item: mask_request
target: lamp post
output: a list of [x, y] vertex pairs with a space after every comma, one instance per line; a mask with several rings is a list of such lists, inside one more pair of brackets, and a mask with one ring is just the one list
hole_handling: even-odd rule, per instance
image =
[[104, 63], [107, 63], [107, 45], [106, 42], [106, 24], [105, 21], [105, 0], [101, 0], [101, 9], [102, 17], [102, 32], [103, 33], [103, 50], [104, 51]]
- - -
# Problem description:
Copy out every line from the items above that contains the word "instance".

# Full answer:
output: a list of [x, y] vertex pairs with a space after every comma, one instance per line; a mask with several rings is a list of such lists, inside one more pair of brackets, and a mask with one ring is just the one list
hole_handling: even-odd rule, per instance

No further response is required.